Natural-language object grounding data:
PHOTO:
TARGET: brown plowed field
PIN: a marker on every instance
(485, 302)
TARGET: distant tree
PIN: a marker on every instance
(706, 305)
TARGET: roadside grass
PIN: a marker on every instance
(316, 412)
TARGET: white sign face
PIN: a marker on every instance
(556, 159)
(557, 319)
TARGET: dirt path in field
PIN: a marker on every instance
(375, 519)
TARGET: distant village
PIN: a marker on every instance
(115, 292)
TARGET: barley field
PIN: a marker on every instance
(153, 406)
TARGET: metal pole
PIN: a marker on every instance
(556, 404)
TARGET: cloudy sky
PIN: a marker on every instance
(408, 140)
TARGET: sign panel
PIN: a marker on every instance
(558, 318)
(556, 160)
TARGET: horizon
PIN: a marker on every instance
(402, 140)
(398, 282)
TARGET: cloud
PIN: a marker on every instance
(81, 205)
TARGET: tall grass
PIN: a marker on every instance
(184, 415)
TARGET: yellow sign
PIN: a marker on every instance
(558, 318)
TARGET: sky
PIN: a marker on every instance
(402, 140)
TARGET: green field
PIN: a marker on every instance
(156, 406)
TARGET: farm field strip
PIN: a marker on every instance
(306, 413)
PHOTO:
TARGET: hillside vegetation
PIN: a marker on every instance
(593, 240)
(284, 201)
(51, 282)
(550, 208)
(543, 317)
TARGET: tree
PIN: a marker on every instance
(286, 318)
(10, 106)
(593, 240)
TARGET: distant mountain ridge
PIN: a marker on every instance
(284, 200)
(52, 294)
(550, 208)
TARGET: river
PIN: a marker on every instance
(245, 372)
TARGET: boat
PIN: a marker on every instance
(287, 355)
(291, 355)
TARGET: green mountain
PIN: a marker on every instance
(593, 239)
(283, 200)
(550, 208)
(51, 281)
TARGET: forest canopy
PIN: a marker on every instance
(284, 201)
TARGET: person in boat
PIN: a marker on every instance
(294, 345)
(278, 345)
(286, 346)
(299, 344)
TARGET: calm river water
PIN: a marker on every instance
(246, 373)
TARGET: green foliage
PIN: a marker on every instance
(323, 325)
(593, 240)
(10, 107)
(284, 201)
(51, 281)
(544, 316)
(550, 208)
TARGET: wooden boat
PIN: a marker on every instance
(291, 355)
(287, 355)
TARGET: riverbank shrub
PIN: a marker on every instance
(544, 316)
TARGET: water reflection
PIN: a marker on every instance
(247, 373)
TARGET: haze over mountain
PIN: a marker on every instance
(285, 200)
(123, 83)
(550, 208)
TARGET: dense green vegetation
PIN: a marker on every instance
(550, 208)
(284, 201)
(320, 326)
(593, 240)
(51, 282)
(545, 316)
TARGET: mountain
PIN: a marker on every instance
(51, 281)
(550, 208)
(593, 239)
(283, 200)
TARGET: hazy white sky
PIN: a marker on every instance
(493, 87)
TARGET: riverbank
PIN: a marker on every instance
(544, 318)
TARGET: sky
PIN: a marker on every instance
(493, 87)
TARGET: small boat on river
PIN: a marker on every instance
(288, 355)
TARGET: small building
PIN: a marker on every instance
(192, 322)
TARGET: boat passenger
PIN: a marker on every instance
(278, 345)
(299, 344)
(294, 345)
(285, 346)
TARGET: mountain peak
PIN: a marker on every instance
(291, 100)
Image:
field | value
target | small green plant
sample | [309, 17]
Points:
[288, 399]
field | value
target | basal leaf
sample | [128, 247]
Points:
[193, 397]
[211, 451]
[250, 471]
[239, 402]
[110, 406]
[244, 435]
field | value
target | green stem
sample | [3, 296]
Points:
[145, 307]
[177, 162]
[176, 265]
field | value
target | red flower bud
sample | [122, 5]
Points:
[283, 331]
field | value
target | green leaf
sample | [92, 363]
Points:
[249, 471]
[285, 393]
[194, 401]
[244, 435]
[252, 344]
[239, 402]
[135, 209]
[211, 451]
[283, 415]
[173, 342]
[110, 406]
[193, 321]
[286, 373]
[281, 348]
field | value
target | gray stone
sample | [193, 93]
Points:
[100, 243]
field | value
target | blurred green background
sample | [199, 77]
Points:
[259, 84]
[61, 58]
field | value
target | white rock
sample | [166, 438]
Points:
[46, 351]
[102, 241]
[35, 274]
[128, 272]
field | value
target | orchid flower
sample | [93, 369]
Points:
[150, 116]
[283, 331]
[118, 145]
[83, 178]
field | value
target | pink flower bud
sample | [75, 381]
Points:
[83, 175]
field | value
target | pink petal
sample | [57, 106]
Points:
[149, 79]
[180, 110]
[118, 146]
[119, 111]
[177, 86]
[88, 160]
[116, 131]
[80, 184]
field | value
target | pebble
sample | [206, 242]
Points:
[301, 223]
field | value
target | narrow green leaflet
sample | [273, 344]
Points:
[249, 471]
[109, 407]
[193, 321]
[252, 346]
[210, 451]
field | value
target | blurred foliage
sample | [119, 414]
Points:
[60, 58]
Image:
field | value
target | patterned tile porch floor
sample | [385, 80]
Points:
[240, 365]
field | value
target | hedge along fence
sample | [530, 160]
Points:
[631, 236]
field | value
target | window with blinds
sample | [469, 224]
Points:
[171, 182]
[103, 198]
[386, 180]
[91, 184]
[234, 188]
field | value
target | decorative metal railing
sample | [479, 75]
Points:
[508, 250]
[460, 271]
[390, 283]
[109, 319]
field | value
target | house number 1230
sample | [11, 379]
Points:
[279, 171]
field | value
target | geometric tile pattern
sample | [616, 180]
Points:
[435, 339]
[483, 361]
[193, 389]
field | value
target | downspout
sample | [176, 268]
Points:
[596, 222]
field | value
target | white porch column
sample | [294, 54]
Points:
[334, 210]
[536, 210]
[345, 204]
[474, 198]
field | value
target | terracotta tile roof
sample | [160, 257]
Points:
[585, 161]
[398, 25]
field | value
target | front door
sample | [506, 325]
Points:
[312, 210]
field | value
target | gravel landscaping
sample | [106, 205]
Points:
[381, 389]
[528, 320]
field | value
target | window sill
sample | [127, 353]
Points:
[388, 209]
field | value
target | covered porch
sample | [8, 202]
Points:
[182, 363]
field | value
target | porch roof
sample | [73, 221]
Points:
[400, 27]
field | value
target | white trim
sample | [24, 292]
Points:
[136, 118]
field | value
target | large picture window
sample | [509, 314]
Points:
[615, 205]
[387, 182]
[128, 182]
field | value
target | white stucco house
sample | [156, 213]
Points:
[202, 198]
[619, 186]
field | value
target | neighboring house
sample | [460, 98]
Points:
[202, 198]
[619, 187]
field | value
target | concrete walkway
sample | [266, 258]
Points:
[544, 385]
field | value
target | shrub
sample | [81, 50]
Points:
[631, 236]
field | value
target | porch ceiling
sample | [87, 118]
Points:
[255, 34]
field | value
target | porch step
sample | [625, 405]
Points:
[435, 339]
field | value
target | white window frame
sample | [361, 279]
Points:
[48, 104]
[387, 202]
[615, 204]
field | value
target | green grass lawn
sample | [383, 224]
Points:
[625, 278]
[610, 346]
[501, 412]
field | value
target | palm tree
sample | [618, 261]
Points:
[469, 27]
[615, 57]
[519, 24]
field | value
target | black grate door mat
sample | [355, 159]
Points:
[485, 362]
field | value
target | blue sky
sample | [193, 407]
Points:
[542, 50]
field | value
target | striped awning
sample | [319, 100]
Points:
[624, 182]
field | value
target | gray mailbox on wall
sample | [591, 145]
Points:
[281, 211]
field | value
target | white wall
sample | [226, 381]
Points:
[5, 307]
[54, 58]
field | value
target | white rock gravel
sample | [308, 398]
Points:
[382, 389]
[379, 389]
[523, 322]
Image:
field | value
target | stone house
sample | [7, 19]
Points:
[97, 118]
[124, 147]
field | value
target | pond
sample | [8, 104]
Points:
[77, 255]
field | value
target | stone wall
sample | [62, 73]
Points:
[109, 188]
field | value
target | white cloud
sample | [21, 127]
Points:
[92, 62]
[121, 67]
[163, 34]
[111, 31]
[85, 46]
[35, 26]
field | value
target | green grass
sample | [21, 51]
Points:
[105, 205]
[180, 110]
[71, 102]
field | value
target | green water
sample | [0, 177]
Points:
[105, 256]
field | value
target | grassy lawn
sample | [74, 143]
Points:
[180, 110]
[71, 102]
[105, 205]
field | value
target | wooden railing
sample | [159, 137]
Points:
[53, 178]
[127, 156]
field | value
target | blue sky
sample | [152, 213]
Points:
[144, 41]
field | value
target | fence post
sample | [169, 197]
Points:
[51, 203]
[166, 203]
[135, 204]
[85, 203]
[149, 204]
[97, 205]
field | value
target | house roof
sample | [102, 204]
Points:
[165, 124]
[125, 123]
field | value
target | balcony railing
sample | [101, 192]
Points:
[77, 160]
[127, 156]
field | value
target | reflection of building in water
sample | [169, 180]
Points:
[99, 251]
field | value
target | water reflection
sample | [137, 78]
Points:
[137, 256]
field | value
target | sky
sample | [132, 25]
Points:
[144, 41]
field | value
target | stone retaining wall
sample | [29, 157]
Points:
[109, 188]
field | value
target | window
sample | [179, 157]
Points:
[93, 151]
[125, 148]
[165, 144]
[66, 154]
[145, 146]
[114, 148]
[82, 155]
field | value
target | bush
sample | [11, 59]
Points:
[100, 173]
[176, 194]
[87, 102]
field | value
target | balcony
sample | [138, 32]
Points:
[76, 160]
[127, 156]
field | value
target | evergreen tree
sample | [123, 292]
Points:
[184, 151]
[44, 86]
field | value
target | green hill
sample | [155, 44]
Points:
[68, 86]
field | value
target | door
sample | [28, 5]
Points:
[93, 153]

WORK ORDER: Return, word for word, the line containing "target | stone retaining wall" and all lines after it through the last line of the records, and nothing else.

ANSWER SPACE:
target | stone retaining wall
sample | [29, 157]
Points:
[109, 188]
field | value
target | window
sample | [179, 157]
Points:
[93, 151]
[125, 148]
[165, 144]
[66, 154]
[145, 146]
[114, 148]
[82, 155]
field | value
target | bush
sample | [11, 59]
Points:
[100, 173]
[176, 194]
[87, 102]
field | value
target | balcony
sample | [138, 32]
Points:
[76, 160]
[127, 156]
field | value
target | evergreen tree
sample | [123, 292]
Points:
[184, 151]
[44, 86]
field | value
target | green hill
sample | [155, 44]
Points:
[68, 86]
field | value
target | door
sample | [28, 5]
Points:
[93, 153]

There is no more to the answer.